··· TESTO DA LEGGERE ···

A sostenere il dato l’andamento della cassa in deroga, che risulta pressoché triplicata essendo passata dai 12,1 milioni di ore di agosto 2009 ai 35,5 milioni dell’agosto di quest’anno. A comunicarlo è l’Inps che in un comunicato diffuso oggi ha reso pubblici i dati sull’andamento della Cig in questo scorcio di 2010. Apprendiamo così che in totale, nei primi otto mesi del 2010, sono state autorizzate ben 826,4 milioni di ore di cig con un incremento fortissimo rispetto al medesimo periodo dell’anno precedente (+60,5% rispetto a gennaio-agosto del 2009), con la componente rappresentata dalla cig in deroga che raggiunge quasi il 25% del totale con 224,5 milioni di ore e che lo scorso anno pesava invece per meno del 10% sul totale.Come tutti gli anni anche nel corso del 2010 le richieste di cig si sono ridotte rispetto al mese di luglio in conseguenza, come spiega l’Inps, della stagionalita’ delle attivita’ economiche .
In particolare per il mese di agosto 2010 sono state complessivamente autorizzate 76,6 milioni di ore di cig: quasi la meta’ (35,5 milioni) sono state quelle richieste in deroga (cigd), che crescono rispetto al mese di luglio (+5,8%). Si è quindi avuta una crescita di oltre il 40 %.rispetto al dato dell’agosto 2009 quando si erano registrate 54,6 milioni di ore complessive di cig.
E mentre da Seul il governatore della Banca di Italia, Mario Draghi, impegnato in una riunione del Financial Stability Board di cui è Presidente, annuncia con un certo ottimismo che la “ripresa si sta allargando, in Germania consumi e investimenti stanno crescendo.” annunciando che “la ripresa viene dalla Germania e si sta diffondendo nel resto d’Europa” i sindacati italiani sono preoccupati da dati così neri.
Fulvio Fammoni, segretario confederale della Cgil dichiara, anche in relazione all’invito lanciato dal Presidente Napolitano a contrastare la disoccupazione giovanile, “Ancora una volta Napolitano richiama la centralità del lavoro, dello sviluppo, e delle politiche industriali del nostro paese. Nella situazione di crisi attuale, all`indomani dei dati sull`occupazione che dipingono una situazione molto grave, il presidente della Repubblica manda un monito al quale non si può sfuggire. Questa deve essere la priorità di tutti”.
Fammoni ha poi proseguito sollecitando il Governo ad “intervenire sulla cassa integrazione e dare certezze per il 2011. Si deve prolungare il periodo dell`indennità di disoccupazione. E` necessario trovare una soluzione per tutti quei giovani che sono esclusi dagli ammortizzatori sociali. Abbiamo sempre detto che la manovra economica non avrebbe risolto i problemi del paese e avrebbe avuto un effetto di carattere depressivo. Mi sembra che i dati confermino queste previsioni. Abbiamo bisogno di non perdere lavoro e di non chiudere imprese. Vanno tutelati i lavoratori e allo stesso tempo va rilanciato lo sviluppo. Nei due casi le chiavi principali d`azione sono in mano al governo. Uno degli strumenti fondamentali è quello del fisco, come elemento di sviluppo per far ripartire i consumi e quindi la produzione”.

··· MATERIALE PRESENTATO ···

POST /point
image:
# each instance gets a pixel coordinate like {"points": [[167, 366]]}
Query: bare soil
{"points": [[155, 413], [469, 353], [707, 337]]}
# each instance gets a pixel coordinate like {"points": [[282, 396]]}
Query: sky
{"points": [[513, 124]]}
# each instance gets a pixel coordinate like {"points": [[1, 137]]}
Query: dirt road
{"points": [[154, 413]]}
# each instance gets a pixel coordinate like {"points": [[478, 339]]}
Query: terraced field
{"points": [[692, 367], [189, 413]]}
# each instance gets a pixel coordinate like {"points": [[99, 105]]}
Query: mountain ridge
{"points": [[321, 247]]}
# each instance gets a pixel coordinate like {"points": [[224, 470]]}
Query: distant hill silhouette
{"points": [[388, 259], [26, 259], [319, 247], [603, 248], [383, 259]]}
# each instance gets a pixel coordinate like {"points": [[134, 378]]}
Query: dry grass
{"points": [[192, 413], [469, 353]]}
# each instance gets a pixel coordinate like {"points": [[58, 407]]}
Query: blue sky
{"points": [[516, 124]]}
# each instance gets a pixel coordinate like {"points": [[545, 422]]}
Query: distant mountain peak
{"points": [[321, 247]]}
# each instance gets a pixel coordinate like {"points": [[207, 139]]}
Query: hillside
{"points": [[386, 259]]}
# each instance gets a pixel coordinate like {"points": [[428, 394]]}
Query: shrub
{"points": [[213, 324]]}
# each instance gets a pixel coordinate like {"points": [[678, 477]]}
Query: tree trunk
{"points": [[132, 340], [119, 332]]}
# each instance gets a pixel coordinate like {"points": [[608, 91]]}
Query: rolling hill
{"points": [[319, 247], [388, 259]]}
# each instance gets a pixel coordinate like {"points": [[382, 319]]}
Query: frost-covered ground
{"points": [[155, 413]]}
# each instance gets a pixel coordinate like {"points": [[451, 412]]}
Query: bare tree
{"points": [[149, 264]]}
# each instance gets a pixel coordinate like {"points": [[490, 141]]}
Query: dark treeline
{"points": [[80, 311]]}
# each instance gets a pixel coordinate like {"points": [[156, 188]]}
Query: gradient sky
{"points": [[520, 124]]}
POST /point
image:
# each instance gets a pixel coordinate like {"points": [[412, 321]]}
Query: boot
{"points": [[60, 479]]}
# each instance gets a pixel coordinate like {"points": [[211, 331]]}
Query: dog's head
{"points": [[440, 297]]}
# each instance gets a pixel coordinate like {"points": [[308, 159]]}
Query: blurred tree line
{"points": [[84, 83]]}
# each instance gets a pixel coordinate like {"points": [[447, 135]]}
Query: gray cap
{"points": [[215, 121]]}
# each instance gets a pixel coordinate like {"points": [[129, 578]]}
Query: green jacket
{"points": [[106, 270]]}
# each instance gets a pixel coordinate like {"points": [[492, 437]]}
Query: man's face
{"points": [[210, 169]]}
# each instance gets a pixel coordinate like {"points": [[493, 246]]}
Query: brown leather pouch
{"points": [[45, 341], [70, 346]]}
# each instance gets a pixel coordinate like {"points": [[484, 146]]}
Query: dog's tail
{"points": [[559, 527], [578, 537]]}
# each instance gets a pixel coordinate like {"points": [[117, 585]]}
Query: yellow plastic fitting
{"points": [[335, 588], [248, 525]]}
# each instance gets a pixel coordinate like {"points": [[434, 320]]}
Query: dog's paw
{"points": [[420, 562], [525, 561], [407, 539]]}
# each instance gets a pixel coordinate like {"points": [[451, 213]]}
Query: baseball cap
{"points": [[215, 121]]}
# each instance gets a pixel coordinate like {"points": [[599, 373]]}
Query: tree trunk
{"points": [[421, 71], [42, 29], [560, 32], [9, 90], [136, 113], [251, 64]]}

···

ATTIVITÀ RICHIESTE –
(a) Secondo il testo sulla cassa integrazione, per quale motivo nel 2010 le richieste di cig si sono ridotte rispetto al mese di luglio? Spiegalo in una, due o tre frasi.
(b) Ricopia dal testo sulla cassa integrazione il tratto che va da "E mentre da" fino a "dati così neri.".
(c) Nel testo sulla cassa integrazione, quante ore di cig risultano autorizzate in totale nei primi otto mesi del 2010?
I record non hanno alcun legame con il testo.

RISPOSTE ALLE ATTIVITÀ –
(a) Come l'Inps spiega, le richieste di cig si sono ridotte rispetto al mese di luglio a causa della stagionalità delle attività economiche. È un calo che si verifica tutti gli anni e che si è ripetuto anche nel 2010.

(b)
E mentre da Seul il governatore della Banca di Italia, Mario Draghi, impegnato in una riunione del Financial Stability Board di cui è Presidente, annuncia con un certo ottimismo che la “ripresa si sta allargando, in Germania consumi e investimenti stanno crescendo.” annunciando che “la ripresa viene dalla Germania e si sta diffondendo nel resto d’Europa” i sindacati italiani sono preoccupati da dati così neri.

(c) 826,4 milioni di ore.